_Exercise material:_
== Segment start ==

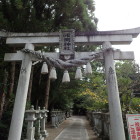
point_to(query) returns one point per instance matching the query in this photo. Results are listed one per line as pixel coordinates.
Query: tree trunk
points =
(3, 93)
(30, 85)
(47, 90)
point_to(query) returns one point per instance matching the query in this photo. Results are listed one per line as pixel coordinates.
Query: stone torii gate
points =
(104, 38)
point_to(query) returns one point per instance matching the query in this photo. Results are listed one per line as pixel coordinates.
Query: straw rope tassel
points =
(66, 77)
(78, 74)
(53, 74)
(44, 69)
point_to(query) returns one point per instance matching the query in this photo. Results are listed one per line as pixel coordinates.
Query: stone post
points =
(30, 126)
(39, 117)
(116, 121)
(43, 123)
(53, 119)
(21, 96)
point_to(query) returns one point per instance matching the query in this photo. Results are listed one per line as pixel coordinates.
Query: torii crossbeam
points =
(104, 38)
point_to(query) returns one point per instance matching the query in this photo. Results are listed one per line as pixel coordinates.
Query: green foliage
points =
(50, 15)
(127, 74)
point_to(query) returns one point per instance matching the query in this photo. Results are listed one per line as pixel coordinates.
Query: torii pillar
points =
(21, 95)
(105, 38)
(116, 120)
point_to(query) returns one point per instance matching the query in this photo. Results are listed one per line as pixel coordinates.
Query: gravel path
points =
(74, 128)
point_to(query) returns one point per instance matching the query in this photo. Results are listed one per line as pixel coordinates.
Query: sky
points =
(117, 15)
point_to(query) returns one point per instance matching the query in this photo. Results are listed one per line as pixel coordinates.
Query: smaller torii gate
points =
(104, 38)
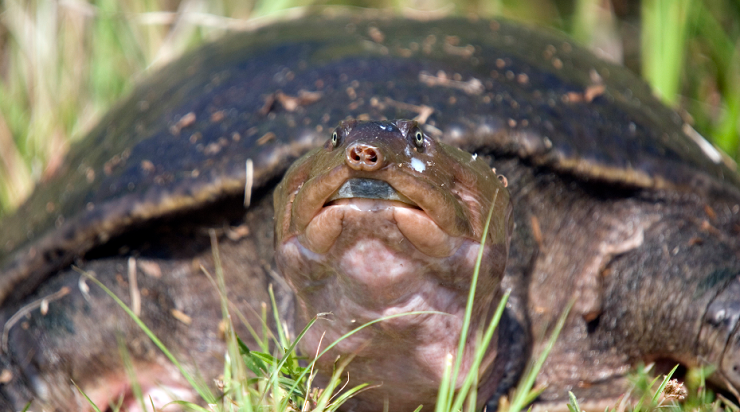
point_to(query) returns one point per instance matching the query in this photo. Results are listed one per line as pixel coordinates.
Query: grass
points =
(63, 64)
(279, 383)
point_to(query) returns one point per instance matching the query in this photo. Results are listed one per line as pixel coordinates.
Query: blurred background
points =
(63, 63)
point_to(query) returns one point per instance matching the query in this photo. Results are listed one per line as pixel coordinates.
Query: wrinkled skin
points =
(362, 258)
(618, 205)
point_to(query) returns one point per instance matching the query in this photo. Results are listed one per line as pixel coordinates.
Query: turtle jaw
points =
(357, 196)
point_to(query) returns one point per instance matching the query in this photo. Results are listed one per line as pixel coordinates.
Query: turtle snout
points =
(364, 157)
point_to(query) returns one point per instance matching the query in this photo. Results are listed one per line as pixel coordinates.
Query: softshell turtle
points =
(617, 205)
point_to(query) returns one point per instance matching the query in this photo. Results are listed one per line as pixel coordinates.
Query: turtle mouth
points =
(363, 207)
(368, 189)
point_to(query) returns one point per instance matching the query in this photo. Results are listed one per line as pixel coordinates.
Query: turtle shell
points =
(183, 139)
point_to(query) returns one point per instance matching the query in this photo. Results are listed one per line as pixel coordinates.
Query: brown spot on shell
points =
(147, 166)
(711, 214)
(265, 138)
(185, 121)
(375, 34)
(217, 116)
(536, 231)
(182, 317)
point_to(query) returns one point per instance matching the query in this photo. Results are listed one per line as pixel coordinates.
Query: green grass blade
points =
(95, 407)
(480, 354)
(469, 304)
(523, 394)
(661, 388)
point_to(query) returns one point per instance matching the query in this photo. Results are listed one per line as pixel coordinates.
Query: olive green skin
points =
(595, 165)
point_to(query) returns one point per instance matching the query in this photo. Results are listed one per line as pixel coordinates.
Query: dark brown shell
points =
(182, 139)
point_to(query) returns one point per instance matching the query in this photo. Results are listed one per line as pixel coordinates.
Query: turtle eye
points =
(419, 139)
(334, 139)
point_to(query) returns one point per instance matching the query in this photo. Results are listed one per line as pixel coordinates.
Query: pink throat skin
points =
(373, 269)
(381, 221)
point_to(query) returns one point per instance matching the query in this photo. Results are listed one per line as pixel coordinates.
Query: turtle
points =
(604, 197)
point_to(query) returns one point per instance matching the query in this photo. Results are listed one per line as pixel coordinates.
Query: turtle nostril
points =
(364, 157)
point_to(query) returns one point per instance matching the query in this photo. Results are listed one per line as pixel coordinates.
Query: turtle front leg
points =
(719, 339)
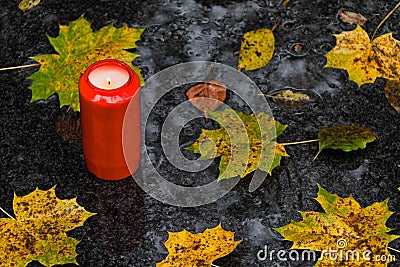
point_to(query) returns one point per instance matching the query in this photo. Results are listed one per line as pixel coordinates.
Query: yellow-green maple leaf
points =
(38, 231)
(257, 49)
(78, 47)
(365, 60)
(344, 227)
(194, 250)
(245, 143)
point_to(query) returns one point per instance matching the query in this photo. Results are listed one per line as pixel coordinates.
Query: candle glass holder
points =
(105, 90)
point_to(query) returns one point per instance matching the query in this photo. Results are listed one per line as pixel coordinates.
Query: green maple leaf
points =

== Segment end ==

_Exercise description:_ From the entries above, return each line with the word "green" in it.

_Exercise result:_
Query: green foliage
Query: green grass blade
Query: olive green skin
Query: yellow-green maple leaf
Query: green maple leaf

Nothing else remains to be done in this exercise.